### Your goal
Restate each entry below without changing a word.

### Supplied entries
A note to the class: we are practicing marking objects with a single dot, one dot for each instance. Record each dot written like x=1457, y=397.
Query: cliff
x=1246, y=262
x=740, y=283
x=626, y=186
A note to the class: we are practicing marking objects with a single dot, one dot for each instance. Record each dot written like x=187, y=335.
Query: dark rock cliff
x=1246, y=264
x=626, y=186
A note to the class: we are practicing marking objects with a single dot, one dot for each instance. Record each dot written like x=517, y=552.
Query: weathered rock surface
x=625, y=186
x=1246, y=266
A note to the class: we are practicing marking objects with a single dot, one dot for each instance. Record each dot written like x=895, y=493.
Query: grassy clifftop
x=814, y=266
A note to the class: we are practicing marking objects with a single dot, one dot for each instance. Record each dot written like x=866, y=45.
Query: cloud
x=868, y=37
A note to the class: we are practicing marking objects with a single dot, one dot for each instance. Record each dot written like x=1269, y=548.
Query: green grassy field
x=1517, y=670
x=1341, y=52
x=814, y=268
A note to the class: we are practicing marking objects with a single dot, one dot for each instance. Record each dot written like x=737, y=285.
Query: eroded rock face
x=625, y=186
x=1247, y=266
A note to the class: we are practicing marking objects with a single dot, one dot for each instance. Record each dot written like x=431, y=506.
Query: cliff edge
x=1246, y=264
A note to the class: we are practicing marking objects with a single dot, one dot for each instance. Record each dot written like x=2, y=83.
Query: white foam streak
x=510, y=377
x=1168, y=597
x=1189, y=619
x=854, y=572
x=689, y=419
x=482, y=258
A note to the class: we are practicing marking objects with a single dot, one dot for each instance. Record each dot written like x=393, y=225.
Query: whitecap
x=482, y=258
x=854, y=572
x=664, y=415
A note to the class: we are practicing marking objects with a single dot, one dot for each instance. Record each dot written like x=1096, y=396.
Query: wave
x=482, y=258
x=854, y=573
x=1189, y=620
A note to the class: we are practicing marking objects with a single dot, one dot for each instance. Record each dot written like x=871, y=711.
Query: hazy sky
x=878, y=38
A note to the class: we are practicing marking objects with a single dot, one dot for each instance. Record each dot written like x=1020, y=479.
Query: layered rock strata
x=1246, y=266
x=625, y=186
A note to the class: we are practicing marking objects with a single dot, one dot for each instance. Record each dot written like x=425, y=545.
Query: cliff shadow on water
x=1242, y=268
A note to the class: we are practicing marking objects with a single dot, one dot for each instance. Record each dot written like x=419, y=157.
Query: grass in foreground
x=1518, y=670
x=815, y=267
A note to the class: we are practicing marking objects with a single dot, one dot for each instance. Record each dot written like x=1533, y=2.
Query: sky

### Output
A note to the class: we are practicing marking objects with a single dot, one dot for each instance. Record each dot written like x=1457, y=397.
Query: cliff
x=1246, y=262
x=740, y=283
x=626, y=186
A note to the class: we are practicing marking objects with a single dot, one dot for each instance. Record each dot written like x=187, y=335.
Query: dark rock cliff
x=1246, y=264
x=626, y=186
A note to the class: we are practicing marking objects with a single dot, one dot for each instance. Record each dot written like x=517, y=552.
Query: weathered rock surface
x=625, y=186
x=1246, y=266
A note to the class: we are practicing marking objects with a single dot, one dot for each instance. Record each dot written like x=895, y=493.
Query: grassy clifftop
x=814, y=266
A note to the class: we are practicing marking objects with a single dot, one dot for each instance. Record each dot written like x=866, y=45.
Query: cloud
x=868, y=37
A note to the class: we are practicing marking objects with a single dot, one dot for each instance. Record each dot written like x=1269, y=548.
Query: green grassy field
x=1517, y=670
x=1341, y=52
x=814, y=268
A note to the class: we are practicing marking objects with a single dot, one dot for each instance. Record each dot written like x=737, y=285.
Query: eroded rock face
x=625, y=186
x=1247, y=266
A note to the class: we are practicing marking objects with a single dot, one dot for each instance. Record each dot written like x=431, y=506.
Query: cliff edge
x=1246, y=264
A note to the class: we are practicing marking objects with a single dot, one dot for each instance. Record each dot written like x=2, y=83.
Query: white foam streak
x=510, y=377
x=1168, y=597
x=1189, y=619
x=854, y=572
x=689, y=419
x=482, y=258
A note to the class: we are practicing marking objects with a single dot, one dot for each instance. Record each dot written like x=393, y=225.
Query: whitecap
x=482, y=258
x=854, y=572
x=664, y=415
A note to the class: we are practicing marking objects with a single dot, one dot for each instance. Record each dot written like x=1096, y=396.
Query: wave
x=482, y=258
x=854, y=573
x=1189, y=620
A note to the class: we are practicing marking objects with a single dot, one dot for each instance. Record each dot written like x=871, y=711.
Query: hazy sky
x=878, y=38
A note to the class: we are practicing marking objects with a single dot, one dot for each instance. Record each dot written like x=1020, y=479.
Query: layered rock strata
x=1246, y=266
x=625, y=186
A note to the class: we are practicing marking objects with a single dot, one dot for each instance. Record each dot written like x=425, y=545.
Query: cliff shadow on water
x=1242, y=268
A note to the class: we are practicing marking objects with a single dot, one dot for each instance. Record each dot written like x=419, y=157.
Query: grass in foreground
x=1518, y=670
x=815, y=267
A note to the class: we are practicing marking objects with a single dot, one dot for each instance. Record each dot written like x=1533, y=2.
Query: sky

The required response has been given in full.